I know, a bit of an exaggeration.  Back then, though, we all had teachers who remained in the system too long disrupting many lives along the way for one reason or another.  Those were a few who seemed genuinely to dislike kids. A married teacher with children might have had additional insight into us little monsters to make their jobs more rewarding and our school days more fulfilling.

I didn’t know if Mr. Cronin was married or not.  I did know he was a good teacher.  He wasn’t an easy teacher, a bit of a taskmaster actually, but he didn’t yell at you, make you feel uncomfortable. The best thing was he made jokes!  That was new to me.  That’s most likely the reason I considered him a good teacher. 

The Fairmount School was new the year I arrived to begin fourth grade.   Whether the paint was still drying or it had been built the year before, it was light years away from the massive Mendell School.  Most schools in Boston were like the Mendell, large foreboding buildings configured of heavy granite, ringed with iron fences.  More like prisons than schools.  Many kids actually did compare schools to prisons. “Where are you off to?” “Prison.”  “You mean school?”  “No, prison.”  Kids would say that on the way to school. “Another day in prison.”  Sort of sad.

The Fairmount did not have that prison-like atmosphere from the outside.  It was red brick, human scale, two stories, and bounded by chain link, a fence you could climb over without risk of impalement. The windows consisted of glass block over regular panes which you could open.  No heavy shades to prevent sunlight from coming in, or whatever light was available during a grey November afternoon. State of the art.

The biggest change from the Mendell were the moveable desks and chairs.  Nothing was bolted to the floor.  The irony was that most of the time they were configured in similar fashion to their bolted cousins at the Mendell, six or seven rows in straight lines from front to back.  We sat in alphabetical order.  I was a “B” so I was in the row closest to the windows.  Yes, lots more glass, including shards of heavy glass block, when and if the Russians paid a visit.  But lots of light too.  And a place to look out of when daydreaming.

    

Subject Matter

It was in fourth grade I began to separate out the subjects.  I knew math had little in common with history but now, taught as a separate subject, geography was becoming distinct from history even though I later recognized geography often determines history.

I liked geography.  I even liked the absurdity of summing up a country by the list of products it produced. Canada: wheat. Holland: tulips and wooden shoes. Switzerland: watches and cheese. Maybe watches made out of cheese? Stereotypes were reinforced on a daily basis in fourth grade.

History was different.  It was about time.  I didn’t yet have a concept of time.  For me time was now, not then.  Fourth grade was the beginning of running out of time when we studied American History.  Year after year, right up through high school, we’d start with the Pilgrims, the revolution, get into the War of 1812, Louisiana Purchase, make it to the Civil War.  But year after year we’d run out of time before we reached the 20th century.  Most of what I know from 1900 on I learned on my own.

English instruction was not about the way we kids spoke our language.  It had to do with the rules of that language.  There are rules for how I say things?  It wasn’t too long before I discovered I loved having the rules.  Probably because unlike the rules of math I got the rules of English.  The whole relationship of nouns to verbs.  Great.  Even better were the descriptive words, adjectives, that seemed to come out of nowhere to partner up with nouns.  A car is one thing but a speeding car, a bright red car, a crashing car, much, much better.  The rules allowed me to add drama and imagery when I spoke.  Not that I could articulate that then but somehow I sensed it.

Problems to work on:
A – In the passage about fourth grade at the Fairmount School, why did the writer sit in the row closest to the windows?
B – Please write a continuation of the passage about fourth grade at the Fairmount School, picking up after its final sentence.

Entries from a pointing dataset
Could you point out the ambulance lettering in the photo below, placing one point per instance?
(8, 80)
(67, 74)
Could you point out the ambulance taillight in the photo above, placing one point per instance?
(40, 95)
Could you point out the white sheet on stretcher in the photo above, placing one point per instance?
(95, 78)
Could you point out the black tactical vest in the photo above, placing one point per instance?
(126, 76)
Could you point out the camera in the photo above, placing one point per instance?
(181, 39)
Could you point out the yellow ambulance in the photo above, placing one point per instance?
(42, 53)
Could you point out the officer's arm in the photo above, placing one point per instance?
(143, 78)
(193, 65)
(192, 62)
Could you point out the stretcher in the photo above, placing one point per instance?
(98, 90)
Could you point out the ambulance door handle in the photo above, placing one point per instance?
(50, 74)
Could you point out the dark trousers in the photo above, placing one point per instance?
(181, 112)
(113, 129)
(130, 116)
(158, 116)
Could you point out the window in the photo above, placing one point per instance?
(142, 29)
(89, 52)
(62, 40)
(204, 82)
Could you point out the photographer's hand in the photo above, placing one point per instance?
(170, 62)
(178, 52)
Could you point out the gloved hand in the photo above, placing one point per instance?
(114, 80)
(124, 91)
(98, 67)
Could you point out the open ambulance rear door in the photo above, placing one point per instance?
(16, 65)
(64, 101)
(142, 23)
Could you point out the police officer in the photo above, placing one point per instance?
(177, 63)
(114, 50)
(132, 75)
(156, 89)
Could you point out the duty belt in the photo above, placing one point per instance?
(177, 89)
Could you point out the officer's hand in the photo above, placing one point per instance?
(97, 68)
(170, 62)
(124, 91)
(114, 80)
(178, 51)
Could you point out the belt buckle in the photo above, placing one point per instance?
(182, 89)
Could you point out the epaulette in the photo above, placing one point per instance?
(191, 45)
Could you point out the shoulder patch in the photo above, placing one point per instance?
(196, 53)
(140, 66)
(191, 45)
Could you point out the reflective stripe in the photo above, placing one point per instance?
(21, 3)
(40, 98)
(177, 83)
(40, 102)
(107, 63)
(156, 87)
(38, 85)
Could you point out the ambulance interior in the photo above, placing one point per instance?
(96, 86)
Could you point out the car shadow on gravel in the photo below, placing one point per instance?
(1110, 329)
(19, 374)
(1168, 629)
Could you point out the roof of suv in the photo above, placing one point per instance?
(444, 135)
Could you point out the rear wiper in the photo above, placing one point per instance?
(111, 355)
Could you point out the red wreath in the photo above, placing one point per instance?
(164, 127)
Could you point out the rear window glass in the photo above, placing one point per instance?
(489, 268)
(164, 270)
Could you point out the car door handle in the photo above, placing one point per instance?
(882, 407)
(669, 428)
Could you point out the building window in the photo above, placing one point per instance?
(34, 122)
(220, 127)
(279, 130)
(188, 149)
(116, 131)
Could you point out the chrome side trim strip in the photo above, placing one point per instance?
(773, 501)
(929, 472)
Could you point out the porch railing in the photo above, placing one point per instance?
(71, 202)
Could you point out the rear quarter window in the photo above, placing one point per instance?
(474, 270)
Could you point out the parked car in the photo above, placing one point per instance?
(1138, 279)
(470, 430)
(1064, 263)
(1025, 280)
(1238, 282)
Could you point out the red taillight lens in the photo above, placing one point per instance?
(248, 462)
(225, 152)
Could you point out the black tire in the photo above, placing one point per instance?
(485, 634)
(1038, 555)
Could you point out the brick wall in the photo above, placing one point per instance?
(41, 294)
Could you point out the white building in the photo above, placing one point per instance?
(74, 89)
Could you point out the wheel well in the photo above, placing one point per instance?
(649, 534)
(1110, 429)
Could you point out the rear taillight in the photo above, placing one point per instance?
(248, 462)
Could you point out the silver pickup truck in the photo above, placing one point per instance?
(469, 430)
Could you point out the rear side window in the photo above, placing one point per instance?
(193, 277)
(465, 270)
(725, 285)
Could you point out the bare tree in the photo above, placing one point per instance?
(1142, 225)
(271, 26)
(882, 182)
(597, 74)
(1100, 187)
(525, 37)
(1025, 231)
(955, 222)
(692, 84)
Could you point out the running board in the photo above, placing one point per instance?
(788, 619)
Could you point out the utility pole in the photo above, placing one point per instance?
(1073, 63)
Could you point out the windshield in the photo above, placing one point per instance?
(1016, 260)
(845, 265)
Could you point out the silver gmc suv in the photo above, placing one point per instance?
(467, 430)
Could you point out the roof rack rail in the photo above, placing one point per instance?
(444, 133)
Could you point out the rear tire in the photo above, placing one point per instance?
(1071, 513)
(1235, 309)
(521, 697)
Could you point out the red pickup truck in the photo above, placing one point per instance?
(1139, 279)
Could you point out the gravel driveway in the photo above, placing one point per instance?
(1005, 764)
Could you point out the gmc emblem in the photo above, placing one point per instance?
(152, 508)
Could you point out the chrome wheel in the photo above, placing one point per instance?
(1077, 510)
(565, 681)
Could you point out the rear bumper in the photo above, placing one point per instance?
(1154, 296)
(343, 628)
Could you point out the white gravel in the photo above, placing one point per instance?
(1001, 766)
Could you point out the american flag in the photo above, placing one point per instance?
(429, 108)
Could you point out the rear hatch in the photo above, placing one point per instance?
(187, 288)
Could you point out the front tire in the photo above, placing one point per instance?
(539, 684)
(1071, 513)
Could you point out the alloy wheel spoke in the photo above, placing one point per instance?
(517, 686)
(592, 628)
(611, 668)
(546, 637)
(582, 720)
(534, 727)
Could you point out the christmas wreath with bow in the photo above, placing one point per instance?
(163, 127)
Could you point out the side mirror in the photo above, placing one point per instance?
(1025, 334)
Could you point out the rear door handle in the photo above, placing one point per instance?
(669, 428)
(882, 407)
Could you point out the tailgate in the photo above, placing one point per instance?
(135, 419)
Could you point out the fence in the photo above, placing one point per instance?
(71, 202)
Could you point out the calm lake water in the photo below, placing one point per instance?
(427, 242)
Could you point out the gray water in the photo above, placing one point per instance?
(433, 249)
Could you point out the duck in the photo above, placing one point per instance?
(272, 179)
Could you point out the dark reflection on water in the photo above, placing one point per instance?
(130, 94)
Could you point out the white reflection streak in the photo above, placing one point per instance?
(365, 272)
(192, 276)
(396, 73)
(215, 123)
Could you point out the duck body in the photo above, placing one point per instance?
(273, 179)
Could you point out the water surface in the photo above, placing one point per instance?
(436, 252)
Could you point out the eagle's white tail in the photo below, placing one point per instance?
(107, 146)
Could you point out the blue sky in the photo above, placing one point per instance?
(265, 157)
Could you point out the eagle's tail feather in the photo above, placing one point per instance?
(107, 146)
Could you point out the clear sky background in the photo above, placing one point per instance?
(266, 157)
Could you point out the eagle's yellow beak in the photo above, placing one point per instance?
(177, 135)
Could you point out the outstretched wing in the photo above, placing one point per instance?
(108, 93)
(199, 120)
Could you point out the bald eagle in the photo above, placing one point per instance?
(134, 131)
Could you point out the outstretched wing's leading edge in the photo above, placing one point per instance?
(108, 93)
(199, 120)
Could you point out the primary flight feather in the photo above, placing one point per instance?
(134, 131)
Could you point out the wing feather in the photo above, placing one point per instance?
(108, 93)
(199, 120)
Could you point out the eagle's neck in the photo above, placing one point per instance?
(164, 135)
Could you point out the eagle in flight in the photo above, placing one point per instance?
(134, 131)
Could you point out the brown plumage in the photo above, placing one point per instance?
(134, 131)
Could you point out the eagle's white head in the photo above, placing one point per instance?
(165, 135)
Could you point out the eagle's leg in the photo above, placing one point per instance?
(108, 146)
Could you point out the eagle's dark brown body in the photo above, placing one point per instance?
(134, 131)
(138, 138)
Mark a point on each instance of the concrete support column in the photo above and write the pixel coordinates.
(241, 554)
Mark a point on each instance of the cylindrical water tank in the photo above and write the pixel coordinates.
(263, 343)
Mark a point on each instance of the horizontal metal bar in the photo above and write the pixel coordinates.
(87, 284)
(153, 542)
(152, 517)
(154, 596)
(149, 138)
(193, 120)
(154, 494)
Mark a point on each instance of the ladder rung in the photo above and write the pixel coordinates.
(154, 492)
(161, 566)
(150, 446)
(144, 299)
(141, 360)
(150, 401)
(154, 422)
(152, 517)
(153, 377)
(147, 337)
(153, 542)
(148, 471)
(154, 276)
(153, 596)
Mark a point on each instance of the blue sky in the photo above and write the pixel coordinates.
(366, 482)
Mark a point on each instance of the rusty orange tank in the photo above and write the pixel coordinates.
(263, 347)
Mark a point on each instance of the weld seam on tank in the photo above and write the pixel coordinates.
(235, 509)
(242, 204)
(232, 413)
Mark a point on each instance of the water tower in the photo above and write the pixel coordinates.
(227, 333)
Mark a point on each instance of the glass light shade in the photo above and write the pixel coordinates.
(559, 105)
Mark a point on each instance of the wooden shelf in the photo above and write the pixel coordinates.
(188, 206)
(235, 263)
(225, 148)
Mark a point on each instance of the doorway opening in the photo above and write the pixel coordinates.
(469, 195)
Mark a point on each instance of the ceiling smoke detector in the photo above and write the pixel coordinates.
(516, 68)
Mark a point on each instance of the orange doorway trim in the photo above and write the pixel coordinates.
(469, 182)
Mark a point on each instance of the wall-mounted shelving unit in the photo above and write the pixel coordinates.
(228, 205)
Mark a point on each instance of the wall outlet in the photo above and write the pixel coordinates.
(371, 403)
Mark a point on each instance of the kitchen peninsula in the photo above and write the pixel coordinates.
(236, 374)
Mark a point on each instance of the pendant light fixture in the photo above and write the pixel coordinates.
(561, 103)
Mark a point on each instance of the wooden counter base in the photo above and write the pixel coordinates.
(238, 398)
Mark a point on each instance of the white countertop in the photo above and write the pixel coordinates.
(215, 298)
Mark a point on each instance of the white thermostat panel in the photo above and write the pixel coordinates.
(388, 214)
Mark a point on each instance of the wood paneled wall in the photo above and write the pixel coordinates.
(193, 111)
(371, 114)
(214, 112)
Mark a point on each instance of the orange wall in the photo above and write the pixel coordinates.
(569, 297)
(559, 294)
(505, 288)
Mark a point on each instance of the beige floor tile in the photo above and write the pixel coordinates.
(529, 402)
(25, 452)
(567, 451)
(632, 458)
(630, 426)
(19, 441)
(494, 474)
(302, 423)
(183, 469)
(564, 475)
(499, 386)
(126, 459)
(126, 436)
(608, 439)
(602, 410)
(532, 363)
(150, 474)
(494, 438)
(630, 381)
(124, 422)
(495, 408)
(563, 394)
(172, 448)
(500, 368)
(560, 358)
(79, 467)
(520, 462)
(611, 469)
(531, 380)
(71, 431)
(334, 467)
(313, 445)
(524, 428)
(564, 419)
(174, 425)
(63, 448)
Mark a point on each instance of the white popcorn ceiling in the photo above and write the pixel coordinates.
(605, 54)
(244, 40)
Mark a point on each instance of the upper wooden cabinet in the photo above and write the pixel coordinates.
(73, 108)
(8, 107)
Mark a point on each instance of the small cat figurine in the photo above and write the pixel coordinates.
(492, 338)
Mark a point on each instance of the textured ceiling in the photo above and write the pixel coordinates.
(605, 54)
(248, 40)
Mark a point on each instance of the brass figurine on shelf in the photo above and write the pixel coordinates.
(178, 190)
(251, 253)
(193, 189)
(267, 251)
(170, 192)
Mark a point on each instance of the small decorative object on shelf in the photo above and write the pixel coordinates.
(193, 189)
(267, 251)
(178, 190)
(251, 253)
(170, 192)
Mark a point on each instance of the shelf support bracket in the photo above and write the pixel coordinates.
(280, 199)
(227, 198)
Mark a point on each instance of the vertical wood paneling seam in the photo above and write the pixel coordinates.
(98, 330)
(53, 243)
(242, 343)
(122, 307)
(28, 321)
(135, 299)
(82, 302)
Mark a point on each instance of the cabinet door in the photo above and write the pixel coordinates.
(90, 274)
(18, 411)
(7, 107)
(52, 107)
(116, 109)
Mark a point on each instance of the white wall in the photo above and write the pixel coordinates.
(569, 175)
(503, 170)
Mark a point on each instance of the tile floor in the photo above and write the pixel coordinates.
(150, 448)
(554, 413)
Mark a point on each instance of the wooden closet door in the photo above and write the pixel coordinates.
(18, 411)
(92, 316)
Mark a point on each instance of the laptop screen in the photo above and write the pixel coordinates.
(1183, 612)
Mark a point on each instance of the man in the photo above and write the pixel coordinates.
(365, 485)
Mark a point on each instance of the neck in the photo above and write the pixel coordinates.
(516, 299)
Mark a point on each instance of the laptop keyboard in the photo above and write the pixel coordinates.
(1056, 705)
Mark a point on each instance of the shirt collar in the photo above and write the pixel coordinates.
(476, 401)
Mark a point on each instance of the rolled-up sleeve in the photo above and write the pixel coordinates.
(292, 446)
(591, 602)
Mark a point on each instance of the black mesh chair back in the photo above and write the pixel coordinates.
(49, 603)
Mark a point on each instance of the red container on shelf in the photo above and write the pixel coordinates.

The answers:
A – The class sat in alphabetical order, and the writer was a "B."

B –
I also began to grasp the differences among speaking English, writing English and reading English. Very few people speak like they write, and the printed page seemed a whole new universe.  I began to see how you could say so much more in written English than spoken. Nuance, connotation, description.  Didn’t know what any of those were but again I had a sense of all of it when I read. My reading comprehension was better than my speaking expressivity. 

To succeed, we are told, do what you like to do.  Looking back at my fourth grade report card, I see all As in reading and all As in geography.  Interestingly, my favorite books to read as the years went by were, and are, travel literature.

Report cards saved over the years are both mysterious and instructive.  In fourth grade the marking periods were two months apart.  Report card day was a big deal as the teacher passed them out instructing us to bring them home to get them signed by a parent.  Most kids, girls in particular, would pull them out of the envelope to check if they made the honor roll.  I never made the honor roll.  For the five marking periods I see a string of Cs beside penmanship.  The same Cs next to art.  And more of them linked to manual training.  Is it possible I had some sort of small motor control issues?  No, nothing like that.

My father signed off on the first marking period, my mother all the rest.  They didn’t like the Cs but the As and Bs in all the other subjects made up for them.  At the bottom of the May/June report card, Mr Cronin had written, “Promoted”.

In fourth grade the realization struck me that for many, many months I would have to come to this place and sit in this seat for five or six hours a day while someone taught me something I could or could not readily comprehend and that would or would not be relevant to my life.  I wasn’t able to discern the relative value of what was being taught until years later.  All I could do was sit, listen, try to understand.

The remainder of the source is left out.